→ Задания
a) Продублируйте без изменений участок отрывка от «В 1965 году появилось» до «значит, буду и я.» включительно.
b) Определите, согласуются ли с отрывком утверждения (i) «Стихотворение „Идут белые снеги“ появилось в 1965 году», (ii) «Жена уговаривала Пастернака остаться на Родине» и (iii) «Роман „Доктор Живаго“ был опубликован в Европе». Для каждого ответьте «да» или «нет» и приведите решающие слова отрывка в точной цитате.

В 1965 году появилось известное стихотворение Евтушенко «Идут белые снеги», в финале которого:

Быть бессмертным не в силе,

но надежда моя:

если будет Россия,

значит, буду и я.

В 1991-м, когда исчезает страна СССР и появляется страна Россия, он покидает Россию и до конца дней своих отправляется жить в США. Вот уж тысячу раз прав был Федор Тютчев, провидевший: «Нам не дано предугадать, / Как слово наше отзовется».

Случилось так, что слава Евтушенко возрастала в годы, когда великая держава всей пропагандистской мощью закапывала славу Пастернака. Тут ведь надо понимать: в романе «Доктор Живаго» нет ничего антисоветского, есть путь интеллигента в суровые для страны годы. «Преступление» заключалось в том, что роман был опубликован в Европе, после чего его автор получил Нобелевскую премию. О содержании романа никто и понятия не имел. Но по радио и в газетах рабочие, колхозники, интеллигенция возмущенно кричали о том, что им «противно дышать с этим Пастернаком одним советским воздухом», «говорить с ним на одном языке», «попасть в общую с ним перепись населения». Жена уговаривала его уехать, но Пастернак не представлял себе жизни вне Родины: «Уходит с Запада душа, там нечего ей делать». «Если меня вышлют, — твердил он, — я сделаю, как Марина». «Великие советские писатели», с которыми он был дружен с юношеских дореволюционных лет, завидя его издалека, переходили на другую сторону улицы, поспешно захлопывали двери, когда он появлялся в коридоре Дома творчества. Свое состояние в этот период поэт выразил в стихотворении «Нобелевская премия»:

Я пропал, как зверь в загоне.

→ Исходный материал
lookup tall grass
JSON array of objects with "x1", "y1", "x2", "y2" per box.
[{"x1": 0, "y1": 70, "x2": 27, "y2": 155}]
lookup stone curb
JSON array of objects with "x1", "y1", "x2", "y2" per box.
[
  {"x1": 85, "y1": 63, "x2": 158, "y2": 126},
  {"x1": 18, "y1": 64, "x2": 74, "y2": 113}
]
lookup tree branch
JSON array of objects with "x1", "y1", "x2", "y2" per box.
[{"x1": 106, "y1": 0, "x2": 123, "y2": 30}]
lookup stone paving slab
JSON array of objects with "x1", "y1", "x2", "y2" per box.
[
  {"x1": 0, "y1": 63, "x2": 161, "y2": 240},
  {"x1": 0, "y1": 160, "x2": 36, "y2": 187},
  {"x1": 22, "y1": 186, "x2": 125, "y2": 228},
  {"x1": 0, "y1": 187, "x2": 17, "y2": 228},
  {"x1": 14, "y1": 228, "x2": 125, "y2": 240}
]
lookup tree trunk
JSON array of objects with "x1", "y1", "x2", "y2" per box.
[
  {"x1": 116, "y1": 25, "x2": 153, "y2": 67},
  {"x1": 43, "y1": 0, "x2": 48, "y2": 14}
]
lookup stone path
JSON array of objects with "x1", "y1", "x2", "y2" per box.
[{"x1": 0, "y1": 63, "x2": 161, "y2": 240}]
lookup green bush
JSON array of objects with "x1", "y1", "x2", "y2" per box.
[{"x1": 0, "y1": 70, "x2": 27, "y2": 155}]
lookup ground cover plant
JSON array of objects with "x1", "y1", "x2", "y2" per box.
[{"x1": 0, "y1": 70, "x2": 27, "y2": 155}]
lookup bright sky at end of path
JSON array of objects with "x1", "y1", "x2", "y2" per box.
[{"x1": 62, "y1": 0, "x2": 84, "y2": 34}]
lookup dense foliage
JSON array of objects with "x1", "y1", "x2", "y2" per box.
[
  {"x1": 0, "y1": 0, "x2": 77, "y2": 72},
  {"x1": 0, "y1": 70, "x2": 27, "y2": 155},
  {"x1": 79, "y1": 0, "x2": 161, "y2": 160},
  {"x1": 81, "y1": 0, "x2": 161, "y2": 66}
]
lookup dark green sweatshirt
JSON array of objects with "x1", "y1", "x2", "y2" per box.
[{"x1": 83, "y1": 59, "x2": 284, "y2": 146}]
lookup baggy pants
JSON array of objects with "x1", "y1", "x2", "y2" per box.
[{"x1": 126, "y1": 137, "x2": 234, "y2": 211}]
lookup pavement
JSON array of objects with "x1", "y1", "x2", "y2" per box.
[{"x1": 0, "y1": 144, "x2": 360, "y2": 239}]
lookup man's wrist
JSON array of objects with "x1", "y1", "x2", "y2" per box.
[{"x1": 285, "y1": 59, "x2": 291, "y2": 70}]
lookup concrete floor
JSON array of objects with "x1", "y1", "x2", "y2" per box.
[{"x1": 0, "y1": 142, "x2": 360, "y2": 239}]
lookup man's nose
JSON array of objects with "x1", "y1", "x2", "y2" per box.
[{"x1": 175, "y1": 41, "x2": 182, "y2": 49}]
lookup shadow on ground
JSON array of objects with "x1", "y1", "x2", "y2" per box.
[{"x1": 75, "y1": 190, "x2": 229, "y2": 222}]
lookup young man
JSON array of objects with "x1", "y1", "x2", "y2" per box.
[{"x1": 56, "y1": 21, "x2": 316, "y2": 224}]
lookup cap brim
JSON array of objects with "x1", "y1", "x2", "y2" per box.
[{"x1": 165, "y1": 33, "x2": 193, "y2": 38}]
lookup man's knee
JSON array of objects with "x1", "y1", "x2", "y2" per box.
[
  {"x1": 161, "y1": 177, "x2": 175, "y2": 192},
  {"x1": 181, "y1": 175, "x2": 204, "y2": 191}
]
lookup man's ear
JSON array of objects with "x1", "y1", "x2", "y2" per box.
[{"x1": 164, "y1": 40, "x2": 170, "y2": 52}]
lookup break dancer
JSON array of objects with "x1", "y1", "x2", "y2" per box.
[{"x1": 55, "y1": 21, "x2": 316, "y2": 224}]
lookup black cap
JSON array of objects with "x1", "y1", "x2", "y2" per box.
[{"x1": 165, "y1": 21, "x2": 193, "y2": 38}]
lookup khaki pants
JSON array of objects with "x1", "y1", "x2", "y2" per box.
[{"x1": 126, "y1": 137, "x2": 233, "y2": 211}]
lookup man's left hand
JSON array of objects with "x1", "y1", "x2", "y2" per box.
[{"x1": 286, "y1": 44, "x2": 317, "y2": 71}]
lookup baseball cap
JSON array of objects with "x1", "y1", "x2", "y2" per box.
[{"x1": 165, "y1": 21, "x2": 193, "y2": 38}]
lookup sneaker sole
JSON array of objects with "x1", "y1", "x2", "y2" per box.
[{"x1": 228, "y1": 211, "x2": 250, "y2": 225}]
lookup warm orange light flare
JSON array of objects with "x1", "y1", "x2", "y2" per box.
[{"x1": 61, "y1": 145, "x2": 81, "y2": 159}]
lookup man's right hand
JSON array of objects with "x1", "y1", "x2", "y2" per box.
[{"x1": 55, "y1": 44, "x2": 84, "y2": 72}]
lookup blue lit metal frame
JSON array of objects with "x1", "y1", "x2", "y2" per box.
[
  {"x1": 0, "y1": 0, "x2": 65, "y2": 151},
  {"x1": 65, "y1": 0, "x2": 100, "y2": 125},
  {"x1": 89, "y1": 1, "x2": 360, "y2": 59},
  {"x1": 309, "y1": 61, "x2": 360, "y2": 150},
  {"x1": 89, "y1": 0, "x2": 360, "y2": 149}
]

* * *

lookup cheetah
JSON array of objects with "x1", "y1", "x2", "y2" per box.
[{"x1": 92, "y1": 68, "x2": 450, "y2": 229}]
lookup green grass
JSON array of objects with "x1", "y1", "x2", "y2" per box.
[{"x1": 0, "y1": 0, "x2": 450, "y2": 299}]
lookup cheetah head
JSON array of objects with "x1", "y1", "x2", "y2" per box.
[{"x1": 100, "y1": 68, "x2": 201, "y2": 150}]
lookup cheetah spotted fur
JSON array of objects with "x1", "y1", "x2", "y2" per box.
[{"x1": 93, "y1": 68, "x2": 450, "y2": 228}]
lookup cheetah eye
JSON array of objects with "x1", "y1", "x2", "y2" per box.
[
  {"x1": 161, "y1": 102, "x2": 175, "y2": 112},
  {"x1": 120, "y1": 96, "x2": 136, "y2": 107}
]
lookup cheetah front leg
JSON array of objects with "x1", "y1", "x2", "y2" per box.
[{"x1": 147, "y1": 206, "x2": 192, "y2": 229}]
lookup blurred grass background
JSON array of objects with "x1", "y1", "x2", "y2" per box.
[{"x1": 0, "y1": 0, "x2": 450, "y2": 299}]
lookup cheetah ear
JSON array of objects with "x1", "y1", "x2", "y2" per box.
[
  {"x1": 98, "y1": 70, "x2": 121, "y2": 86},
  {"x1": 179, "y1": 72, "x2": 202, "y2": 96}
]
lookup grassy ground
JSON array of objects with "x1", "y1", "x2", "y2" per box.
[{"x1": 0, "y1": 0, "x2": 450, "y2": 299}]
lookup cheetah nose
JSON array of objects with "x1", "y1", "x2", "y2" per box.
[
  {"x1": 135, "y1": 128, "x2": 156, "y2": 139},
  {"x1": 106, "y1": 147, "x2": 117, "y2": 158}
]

→ Ответы к заданиям
a)
В 1965 году появилось известное стихотворение Евтушенко «Идут белые снеги», в финале которого:

Быть бессмертным не в силе,

но надежда моя:

если будет Россия,

значит, буду и я.

b)
(i) Да: «В 1965 году появилось известное стихотворение Евтушенко «Идут белые снеги»».
(ii) Нет: «Жена уговаривала его уехать».
(iii) Да: «роман был опубликован в Европе».